What needs to be done:
Transcribe the material verbatim in full; the pictures do not belong in the copy.

## START

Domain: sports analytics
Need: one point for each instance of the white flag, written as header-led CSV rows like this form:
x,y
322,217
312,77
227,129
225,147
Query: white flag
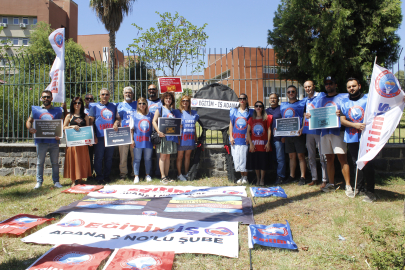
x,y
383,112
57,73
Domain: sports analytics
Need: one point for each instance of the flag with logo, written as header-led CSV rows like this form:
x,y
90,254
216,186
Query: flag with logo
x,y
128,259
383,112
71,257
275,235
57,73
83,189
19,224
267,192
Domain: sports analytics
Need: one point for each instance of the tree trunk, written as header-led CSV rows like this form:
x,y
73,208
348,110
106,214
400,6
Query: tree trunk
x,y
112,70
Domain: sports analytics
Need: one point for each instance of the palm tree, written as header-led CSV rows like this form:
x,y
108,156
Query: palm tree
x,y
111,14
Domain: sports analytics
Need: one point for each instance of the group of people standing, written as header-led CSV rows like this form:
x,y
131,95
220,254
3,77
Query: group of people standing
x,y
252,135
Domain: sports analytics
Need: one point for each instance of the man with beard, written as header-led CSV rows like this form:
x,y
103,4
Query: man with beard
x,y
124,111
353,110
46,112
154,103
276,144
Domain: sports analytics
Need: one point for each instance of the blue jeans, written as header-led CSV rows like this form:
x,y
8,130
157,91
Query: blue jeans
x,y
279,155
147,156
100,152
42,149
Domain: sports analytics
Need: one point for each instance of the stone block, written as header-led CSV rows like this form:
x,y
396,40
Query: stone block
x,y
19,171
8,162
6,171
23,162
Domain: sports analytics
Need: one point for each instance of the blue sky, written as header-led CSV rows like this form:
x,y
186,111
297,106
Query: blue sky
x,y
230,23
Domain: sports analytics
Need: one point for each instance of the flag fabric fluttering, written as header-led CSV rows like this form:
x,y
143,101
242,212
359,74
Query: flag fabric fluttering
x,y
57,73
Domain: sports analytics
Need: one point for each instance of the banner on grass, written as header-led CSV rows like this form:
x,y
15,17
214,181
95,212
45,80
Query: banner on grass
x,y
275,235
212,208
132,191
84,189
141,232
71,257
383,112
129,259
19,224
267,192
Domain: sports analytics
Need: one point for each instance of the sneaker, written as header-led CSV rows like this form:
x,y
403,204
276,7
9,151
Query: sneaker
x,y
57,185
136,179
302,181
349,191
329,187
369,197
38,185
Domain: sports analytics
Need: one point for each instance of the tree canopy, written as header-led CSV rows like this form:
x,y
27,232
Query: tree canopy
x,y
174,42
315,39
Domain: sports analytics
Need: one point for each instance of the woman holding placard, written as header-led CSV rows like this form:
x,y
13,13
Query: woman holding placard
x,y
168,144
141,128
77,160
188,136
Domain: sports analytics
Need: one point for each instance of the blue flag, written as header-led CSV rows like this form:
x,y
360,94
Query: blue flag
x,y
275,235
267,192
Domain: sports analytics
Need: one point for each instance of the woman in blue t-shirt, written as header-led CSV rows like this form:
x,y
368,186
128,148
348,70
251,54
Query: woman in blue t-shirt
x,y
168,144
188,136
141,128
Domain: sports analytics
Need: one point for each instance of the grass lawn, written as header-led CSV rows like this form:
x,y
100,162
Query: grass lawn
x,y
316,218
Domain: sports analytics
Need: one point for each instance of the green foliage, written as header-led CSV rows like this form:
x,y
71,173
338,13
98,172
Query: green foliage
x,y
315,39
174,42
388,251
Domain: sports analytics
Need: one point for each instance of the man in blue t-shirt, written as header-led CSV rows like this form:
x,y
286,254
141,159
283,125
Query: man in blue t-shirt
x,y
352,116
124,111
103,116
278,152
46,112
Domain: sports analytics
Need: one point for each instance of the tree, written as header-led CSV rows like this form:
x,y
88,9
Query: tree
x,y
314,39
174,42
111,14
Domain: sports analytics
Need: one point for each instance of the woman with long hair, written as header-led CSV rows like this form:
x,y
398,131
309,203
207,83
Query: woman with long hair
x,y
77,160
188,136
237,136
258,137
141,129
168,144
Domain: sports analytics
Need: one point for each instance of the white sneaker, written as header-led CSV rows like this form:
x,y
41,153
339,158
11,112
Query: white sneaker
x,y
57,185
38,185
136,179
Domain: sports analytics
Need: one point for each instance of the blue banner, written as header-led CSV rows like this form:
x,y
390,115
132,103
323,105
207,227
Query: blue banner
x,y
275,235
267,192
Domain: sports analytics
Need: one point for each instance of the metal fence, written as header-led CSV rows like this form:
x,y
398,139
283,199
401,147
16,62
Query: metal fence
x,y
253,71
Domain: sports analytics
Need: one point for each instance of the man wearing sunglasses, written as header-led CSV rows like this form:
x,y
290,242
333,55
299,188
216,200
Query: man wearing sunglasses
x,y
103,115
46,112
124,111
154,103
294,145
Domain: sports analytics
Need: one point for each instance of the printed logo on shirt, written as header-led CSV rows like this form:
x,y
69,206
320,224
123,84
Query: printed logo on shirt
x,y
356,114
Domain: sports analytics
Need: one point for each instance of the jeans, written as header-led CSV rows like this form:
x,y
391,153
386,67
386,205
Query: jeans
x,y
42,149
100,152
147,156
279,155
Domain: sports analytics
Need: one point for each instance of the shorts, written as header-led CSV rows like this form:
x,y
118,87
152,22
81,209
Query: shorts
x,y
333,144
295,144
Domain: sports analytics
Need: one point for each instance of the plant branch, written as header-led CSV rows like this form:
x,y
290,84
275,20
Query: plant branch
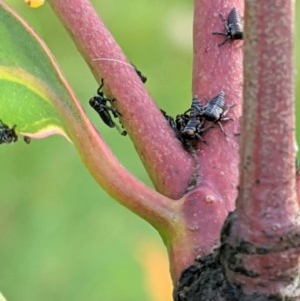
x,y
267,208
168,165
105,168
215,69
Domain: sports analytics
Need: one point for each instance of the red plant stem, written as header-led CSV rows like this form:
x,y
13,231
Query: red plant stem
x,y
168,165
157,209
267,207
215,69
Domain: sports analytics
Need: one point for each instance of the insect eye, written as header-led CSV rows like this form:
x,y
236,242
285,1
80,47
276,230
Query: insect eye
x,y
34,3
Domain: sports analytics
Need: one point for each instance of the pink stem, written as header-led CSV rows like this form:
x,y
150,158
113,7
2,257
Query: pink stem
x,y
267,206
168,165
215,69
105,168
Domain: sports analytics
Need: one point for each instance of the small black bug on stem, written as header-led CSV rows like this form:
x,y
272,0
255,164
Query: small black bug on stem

## END

Final result:
Domain: sports analytics
Need: one point for each instance of the white flag, written as header-led CSV rows like this form:
x,y
322,217
312,77
227,129
225,147
Query: white flag
x,y
383,112
57,73
Domain: sports analytics
Need: one point for each instance of the flag with logo, written as header-led CSV rows like this form:
x,y
90,254
216,186
Query: flag with logo
x,y
128,259
383,112
71,257
275,235
57,73
83,189
19,224
267,192
Domain: sports analytics
Need: one point for each instance of the tree trunk, written as header-led CSV rows like this form:
x,y
73,208
348,110
106,214
400,6
Query: tree trunk
x,y
112,70
Domain: sports analytics
Need: one point for each instance of the palm tree, written as header-led CSV rows like this form:
x,y
108,156
Query: palm tree
x,y
111,14
Domain: sports analytics
Need: one point for each instance of the group of people standing, written as header-led CSV rows like this form:
x,y
131,95
220,254
3,77
Query: group of people standing
x,y
252,135
Domain: sports analytics
Need: one point for each instance of the man with beard, written as header-led CSV rows like this form:
x,y
103,4
Query: man with beard
x,y
124,111
353,110
46,112
154,103
276,144
Domain: sports analytics
Need: one point for each instance of the blue jeans, written as header-led CSV rows like this form:
x,y
8,130
157,91
Query: blue jeans
x,y
279,155
147,156
100,152
42,149
Domain: sports analytics
Need: one point for each instance of the stone block, written as header-led CSV rows like this form:
x,y
396,40
Query: stone block
x,y
19,171
8,162
6,171
23,162
Domain: sports analytics
Need: one point for each instance of the blue sky, written as header-led CSV rows like this form:
x,y
186,111
297,106
Query: blue sky
x,y
230,23
Domain: sports analytics
Need: one point for each instance of the flag fabric fluttering, written as header-led CSV rows like this form:
x,y
143,101
242,212
359,74
Query: flag fabric fluttering
x,y
57,73
Domain: sports analytics
Need: one point for each instance of the banner on grass, written as header-led CSV rows like this form:
x,y
15,17
214,181
95,212
45,80
Query: banner on grass
x,y
275,235
212,208
132,191
84,189
141,232
71,257
383,112
129,259
19,224
267,192
Domain: sports analytics
Need: one point for each instance of the sneaker, written as header-led CSV rows like this form:
x,y
403,204
276,7
9,151
Query: sneaker
x,y
57,185
136,179
302,181
349,191
329,187
369,197
38,185
Domain: sports analytics
Need: one point for each instance of the tree canopy, written as header-led CSV rows like this form:
x,y
27,232
Query: tree canopy
x,y
174,42
315,39
Domain: sports analytics
Need: one point for each instance of the woman holding placard, written as header-led CSV rows like this form:
x,y
13,13
Query: woman holding placard
x,y
168,144
141,128
77,160
188,136
Domain: sports analytics
Need: one point for each instance of the blue flag, written as header-led CSV rows like this form:
x,y
360,94
Query: blue flag
x,y
275,235
267,192
Domain: sports analytics
Need: one point for each instance of the woman in blue t-shirt, written as header-led CSV rows like this form:
x,y
368,186
128,148
348,70
251,54
Query: woman in blue t-shirt
x,y
168,144
188,136
141,128
Domain: sports analytics
Need: one point for each instance of the grass lawn, written as header-led CSV rows like this form:
x,y
100,162
Query: grass lawn
x,y
316,218
Domain: sports analytics
Need: one point for each instance of the green foliage, written as header-led CSV rows like this form:
x,y
71,173
338,13
98,172
Query: green foliage
x,y
315,39
174,42
388,251
Domain: sports analytics
Need: one point for each instance of the man in blue t-shirt, written as header-led CSV rows like this form:
x,y
286,254
141,159
283,125
Query: man in blue t-shirt
x,y
352,116
124,111
103,116
278,152
46,112
Domain: sports analytics
Need: one point for each instance of the tree, written as header-led CSV rows like this form:
x,y
88,9
Query: tree
x,y
314,39
174,42
111,14
Domain: sports analytics
Need: one point for each instance of the woman with long hair, written as header-led CSV rows like this form:
x,y
398,131
309,203
207,83
Query: woman with long hair
x,y
77,160
188,136
237,136
258,137
141,129
168,144
Domain: sports analytics
Need: one point for each instance of the white sneaker, written as header-led CSV rows like this form:
x,y
41,153
339,158
11,112
Query: white sneaker
x,y
57,185
38,185
136,179
Domain: sports analytics
Need: one point for each instance of the blue banner, written as header-led CSV rows like this form:
x,y
390,115
132,103
323,105
207,227
Query: blue banner
x,y
275,235
267,192
Domain: sports analytics
Need: one point for each instance of the metal fence, written as header-led CSV rows like this form:
x,y
398,139
283,199
401,147
16,62
Query: metal fence
x,y
253,71
Domain: sports analytics
Need: one point for each instance of the man wearing sunglasses, written as header-led CSV rows like this form:
x,y
290,242
333,55
299,188
216,200
Query: man wearing sunglasses
x,y
103,115
46,112
124,111
154,103
294,145
Domain: sports analytics
Need: one point for each instance of the printed logo on shirt, written as header-led CSV rows like this form:
x,y
69,206
320,224
123,84
Query: printed logo on shirt
x,y
356,114
Domain: sports analytics
Need: one point for each instance of the jeans, written as header-led CSV rows like this form:
x,y
391,153
386,67
386,205
Query: jeans
x,y
42,149
100,152
147,156
279,155
Domain: sports analytics
Need: one point for each instance of the shorts, written as header-led CSV rows like this form:
x,y
118,87
152,22
81,209
Query: shorts
x,y
333,144
295,144
Domain: sports analytics
Need: one point for each instance of the plant branch, written as header-led CSV rows like this form:
x,y
290,84
275,20
Query: plant branch
x,y
267,208
168,165
105,168
215,69
Domain: sports analytics
Need: one point for each instance of the red plant stem, written as header-led CSV rows like this form:
x,y
13,231
Query: red plant stem
x,y
168,165
157,209
267,207
215,69
Domain: sports analytics
Need: one point for each instance of the insect eye, written as header-led CSV rows like this form:
x,y
236,242
285,1
80,47
276,230
Query: insect eye
x,y
34,3
Domain: sports analytics
Need: one point for each instance of the pink stem, written as header-led CSV rows like this form:
x,y
150,158
113,7
2,257
Query: pink stem
x,y
267,206
168,165
215,69
105,168
Domain: sports analytics
Need: one point for each instance of the small black bug on stem, written as header-led CSV rows like this form:
x,y
272,0
255,164
Query: small black bug on stem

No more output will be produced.